#### PASSAGE FOR REVIEW ####
The Buzz: A black hole from which politics cannot escape

Piece of cake, Julian Assange; you’re used to spending years indoors.

By Jon Bauer

Herald staff

OK, admit it; you were thinking the same thing we were when scientists excitedly revealed the first-ever image of a black hole: It looks like a doughnut.

Call us skeptical, but we’re asking for confirmation that the radio telescopes weren’t trained on Karl’s Bakery in downtown Everett.

In other less-caloric events in the week that wasn’t:

Check Airbnb for a new vacancy at the Ecuadorian Embassy in London: WikiLeaks founder Julian Assange, who now faces extradition to the United States on charges of conspiring to commit computer espionage, was arrested by British police after he was expelled and forcibly removed from the Ecuadorian Embassy in London where he had been given sanctuary for nearly seven years.

Just a guess, but someone must have left wet towels on the floor of the guest bathroom one too many times.

Failure is always an option: An Israeli unmanned spacecraft lost contact with ground controllers on earth and crashed on the surface of the moon when an engine cut out during landing. Nonetheless, a spokesman for Israel Aerospace Industries called the mission an “amazing success” for coming so close to a successful landing.
####
▶ WHAT YOU HAVE TO DO
Update the stretch of the Buzz column from "OK, admit it;" through "nearly seven years." by swapping "doughnut" for "bagel".
#### MATERIAL SUPPLIED ####
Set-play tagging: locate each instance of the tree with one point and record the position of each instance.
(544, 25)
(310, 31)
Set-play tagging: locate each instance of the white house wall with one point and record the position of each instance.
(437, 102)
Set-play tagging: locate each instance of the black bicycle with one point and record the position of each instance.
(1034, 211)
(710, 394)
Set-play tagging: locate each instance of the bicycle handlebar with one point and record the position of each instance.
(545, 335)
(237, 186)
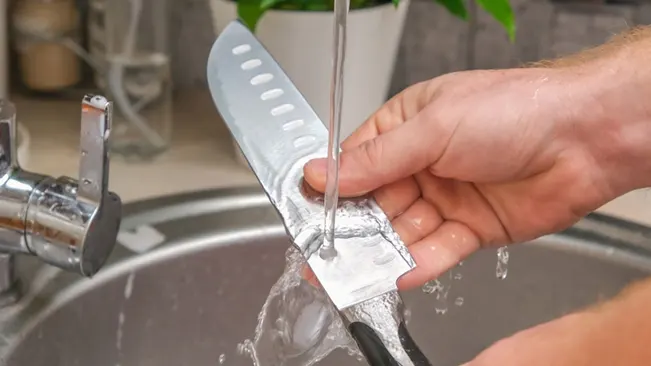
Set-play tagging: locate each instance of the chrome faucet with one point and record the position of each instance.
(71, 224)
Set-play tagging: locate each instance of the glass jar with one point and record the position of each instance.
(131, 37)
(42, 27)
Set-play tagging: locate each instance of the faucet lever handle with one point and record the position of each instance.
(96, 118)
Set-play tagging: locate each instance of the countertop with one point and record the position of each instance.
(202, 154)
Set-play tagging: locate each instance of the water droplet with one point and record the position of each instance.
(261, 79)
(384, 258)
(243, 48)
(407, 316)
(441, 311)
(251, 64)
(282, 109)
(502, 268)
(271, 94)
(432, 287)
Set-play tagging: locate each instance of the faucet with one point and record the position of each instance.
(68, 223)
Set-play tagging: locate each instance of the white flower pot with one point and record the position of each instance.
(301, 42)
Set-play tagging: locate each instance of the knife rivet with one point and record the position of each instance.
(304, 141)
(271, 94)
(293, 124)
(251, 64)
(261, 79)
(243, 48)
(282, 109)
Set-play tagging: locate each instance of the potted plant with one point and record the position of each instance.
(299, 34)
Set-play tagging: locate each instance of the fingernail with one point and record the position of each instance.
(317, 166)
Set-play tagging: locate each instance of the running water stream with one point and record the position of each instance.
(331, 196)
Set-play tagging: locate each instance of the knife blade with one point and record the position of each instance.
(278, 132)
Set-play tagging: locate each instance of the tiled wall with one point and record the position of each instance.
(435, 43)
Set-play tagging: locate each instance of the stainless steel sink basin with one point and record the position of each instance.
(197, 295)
####
#### MATERIAL SUPPLIED ####
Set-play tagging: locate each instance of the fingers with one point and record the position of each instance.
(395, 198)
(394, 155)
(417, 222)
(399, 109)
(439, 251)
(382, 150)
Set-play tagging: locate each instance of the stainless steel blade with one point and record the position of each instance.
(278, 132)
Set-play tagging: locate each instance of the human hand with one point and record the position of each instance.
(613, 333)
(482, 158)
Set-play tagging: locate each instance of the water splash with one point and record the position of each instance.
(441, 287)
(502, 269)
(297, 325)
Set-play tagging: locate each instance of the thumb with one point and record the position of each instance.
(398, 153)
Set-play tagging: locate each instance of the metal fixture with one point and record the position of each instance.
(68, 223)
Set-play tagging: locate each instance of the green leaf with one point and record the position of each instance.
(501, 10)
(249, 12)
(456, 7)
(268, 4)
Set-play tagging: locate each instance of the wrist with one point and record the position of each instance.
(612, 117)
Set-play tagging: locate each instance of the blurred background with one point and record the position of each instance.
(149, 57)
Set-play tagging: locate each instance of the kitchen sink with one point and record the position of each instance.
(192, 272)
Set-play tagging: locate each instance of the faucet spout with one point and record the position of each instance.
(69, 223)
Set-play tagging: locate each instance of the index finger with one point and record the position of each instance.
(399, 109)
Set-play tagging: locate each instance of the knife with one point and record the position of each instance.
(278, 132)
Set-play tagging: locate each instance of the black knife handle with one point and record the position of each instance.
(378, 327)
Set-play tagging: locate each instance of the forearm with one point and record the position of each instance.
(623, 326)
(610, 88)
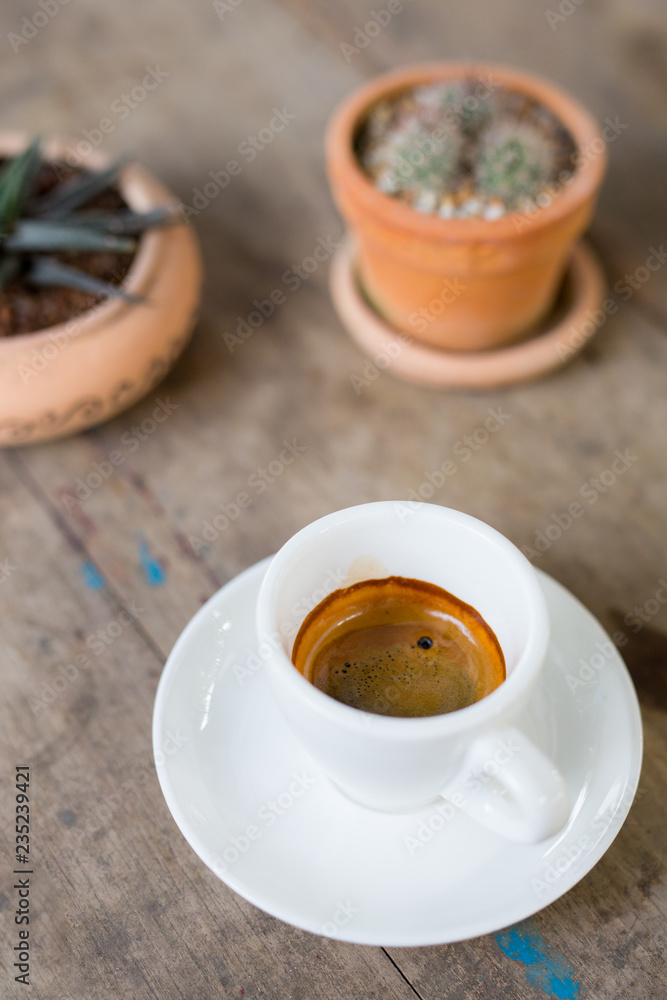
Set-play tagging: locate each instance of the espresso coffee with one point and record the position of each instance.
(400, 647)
####
#### MATERIAL SUPPLIED ####
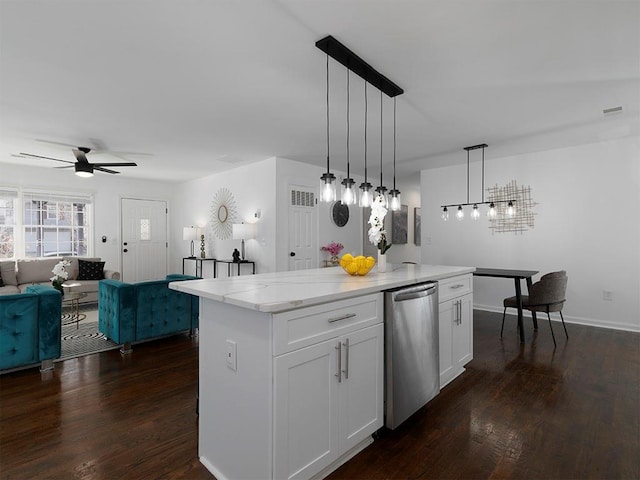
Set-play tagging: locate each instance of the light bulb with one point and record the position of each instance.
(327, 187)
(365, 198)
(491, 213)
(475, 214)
####
▶ REPLY
OK, admit it; you were thinking the same thing we were when scientists excitedly revealed the first-ever image of a black hole: It looks like a bagel.

Call us skeptical, but we’re asking for confirmation that the radio telescopes weren’t trained on Karl’s Bakery in downtown Everett.

In other less-caloric events in the week that wasn’t:

Check Airbnb for a new vacancy at the Ecuadorian Embassy in London: WikiLeaks founder Julian Assange, who now faces extradition to the United States on charges of conspiring to commit computer espionage, was arrested by British police after he was expelled and forcibly removed from the Ecuadorian Embassy in London where he had been given sanctuary for nearly seven years.